• _WORK TO BE COMPLETED_
Quote each record exactly, please, leaving none out.

Some records:
******************************
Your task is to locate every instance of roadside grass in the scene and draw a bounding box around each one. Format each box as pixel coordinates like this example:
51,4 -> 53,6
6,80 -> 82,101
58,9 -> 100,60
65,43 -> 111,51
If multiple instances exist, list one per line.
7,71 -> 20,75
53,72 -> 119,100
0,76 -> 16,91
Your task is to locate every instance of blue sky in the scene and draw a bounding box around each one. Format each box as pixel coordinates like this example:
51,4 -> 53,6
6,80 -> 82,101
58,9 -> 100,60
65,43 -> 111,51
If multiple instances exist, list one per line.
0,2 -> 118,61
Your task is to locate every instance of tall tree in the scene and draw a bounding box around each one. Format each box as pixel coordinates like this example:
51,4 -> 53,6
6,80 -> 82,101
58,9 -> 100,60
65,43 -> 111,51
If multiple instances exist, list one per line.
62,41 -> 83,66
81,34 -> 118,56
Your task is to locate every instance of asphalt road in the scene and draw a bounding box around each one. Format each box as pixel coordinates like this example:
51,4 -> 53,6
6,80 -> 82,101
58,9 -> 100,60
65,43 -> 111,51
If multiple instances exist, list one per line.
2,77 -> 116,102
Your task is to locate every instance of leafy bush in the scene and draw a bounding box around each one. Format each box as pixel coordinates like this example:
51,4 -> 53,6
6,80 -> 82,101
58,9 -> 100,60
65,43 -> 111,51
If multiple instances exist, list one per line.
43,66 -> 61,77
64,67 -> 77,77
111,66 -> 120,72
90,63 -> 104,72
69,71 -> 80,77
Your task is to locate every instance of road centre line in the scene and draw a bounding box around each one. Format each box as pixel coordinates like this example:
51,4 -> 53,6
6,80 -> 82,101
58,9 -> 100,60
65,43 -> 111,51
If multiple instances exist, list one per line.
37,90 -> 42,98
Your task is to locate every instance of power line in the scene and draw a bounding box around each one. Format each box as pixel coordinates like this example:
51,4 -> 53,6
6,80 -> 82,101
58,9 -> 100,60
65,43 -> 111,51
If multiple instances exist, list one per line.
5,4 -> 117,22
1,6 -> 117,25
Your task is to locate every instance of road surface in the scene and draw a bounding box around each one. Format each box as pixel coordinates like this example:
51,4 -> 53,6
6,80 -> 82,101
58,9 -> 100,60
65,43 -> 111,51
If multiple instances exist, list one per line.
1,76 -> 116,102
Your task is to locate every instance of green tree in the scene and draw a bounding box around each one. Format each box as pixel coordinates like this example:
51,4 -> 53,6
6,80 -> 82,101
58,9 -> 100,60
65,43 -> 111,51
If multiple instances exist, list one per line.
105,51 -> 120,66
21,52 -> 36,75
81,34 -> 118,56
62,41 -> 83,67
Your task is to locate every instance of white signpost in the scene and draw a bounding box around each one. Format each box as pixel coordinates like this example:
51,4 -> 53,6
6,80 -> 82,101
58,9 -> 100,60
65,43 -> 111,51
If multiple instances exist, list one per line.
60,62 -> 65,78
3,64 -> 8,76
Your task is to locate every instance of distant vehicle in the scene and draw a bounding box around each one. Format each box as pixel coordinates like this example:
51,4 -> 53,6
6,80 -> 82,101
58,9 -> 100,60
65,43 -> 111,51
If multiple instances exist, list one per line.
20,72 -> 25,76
******************************
• _SOLUTION TO THIS EXERCISE_
Your task is to locate every instance of roadside grass in the scene and draw a bounding box around each one. Format each box as pixel coordinates like this example:
51,4 -> 53,6
6,80 -> 82,101
58,9 -> 100,60
65,43 -> 111,51
If multiple instances exist, list one per line.
7,71 -> 20,75
53,72 -> 119,100
0,76 -> 16,91
Your task is to locate every instance of blue sky in the scene and draw a bounding box around each one. Format each box as pixel coordinates like this example:
51,4 -> 53,6
6,80 -> 82,101
58,9 -> 100,60
65,43 -> 111,51
If multiple instances exist, list one per line.
0,2 -> 118,61
Your task is to locate every instance of tall tree in the scene and draw a bounding box around each one. Format each box as pixel coordinates like this example:
51,4 -> 53,6
6,80 -> 82,101
58,9 -> 100,60
65,43 -> 111,51
If multiple instances exist, list one per line.
62,41 -> 83,66
81,34 -> 118,56
Your task is to locate every instance of asphalt road in the scene and draw a bounding box around each one. Format each box as pixel coordinates like this example:
51,4 -> 53,6
6,80 -> 82,101
58,9 -> 100,60
65,43 -> 111,51
If multiple instances exist, list one per line.
2,77 -> 116,102
Your task is to locate every instance of leafy bush in the scene and draw a bounding box around each one. Format each box as pixel coordinates like this example:
51,4 -> 53,6
6,80 -> 82,101
58,9 -> 100,60
65,43 -> 111,51
If multiple instances exist, list one per line.
43,66 -> 61,77
64,67 -> 77,77
111,66 -> 120,72
90,63 -> 104,72
69,71 -> 80,77
Your task is to locate every instance of road centre line in the scene and draw a bounding box around each one. Format each box as pixel coordinates like this example:
51,4 -> 53,6
6,80 -> 82,101
58,9 -> 100,60
65,43 -> 111,51
If multiple instances exist, list one per line.
37,90 -> 42,98
Your task is to locate every instance of power line in the scene and draw a bounding box around each one. Format each box as pixel coordinates like this example:
51,4 -> 53,6
6,80 -> 82,101
58,9 -> 100,60
65,43 -> 111,51
If multiple instances exist, list one per line.
5,4 -> 117,22
1,6 -> 117,25
Your task is to locate every instance of road surface in the scene and draw a bounding box around each one. Format each box as pixel coordinates like this example:
51,4 -> 53,6
6,80 -> 82,101
58,9 -> 100,60
65,43 -> 111,51
If multiple instances exist, list one per line.
1,76 -> 116,102
Your task is to locate every instance of green tree in the scene and draw a bounding box around each one. Format each box as pixel coordinates like this example:
51,4 -> 53,6
6,80 -> 82,101
58,9 -> 100,60
65,43 -> 111,51
If multiple instances exist, list one per line.
105,51 -> 120,66
21,52 -> 36,75
81,34 -> 118,56
62,41 -> 83,67
Your task is to locate every instance of white signpost in the scene and draw a bounding box around each one. Format each box as pixel coordinates like this example:
51,4 -> 53,6
6,80 -> 82,101
58,9 -> 100,60
65,43 -> 111,51
If multiple instances exist, list one per line.
60,62 -> 65,78
3,64 -> 8,76
Your task is to locate every instance of distant vehicle in the scene and draw a bounding box around each one. Format each box as pixel coordinates like this example:
51,4 -> 53,6
6,80 -> 82,101
58,9 -> 100,60
65,43 -> 111,51
If multiple instances exist, list one per line.
20,72 -> 25,76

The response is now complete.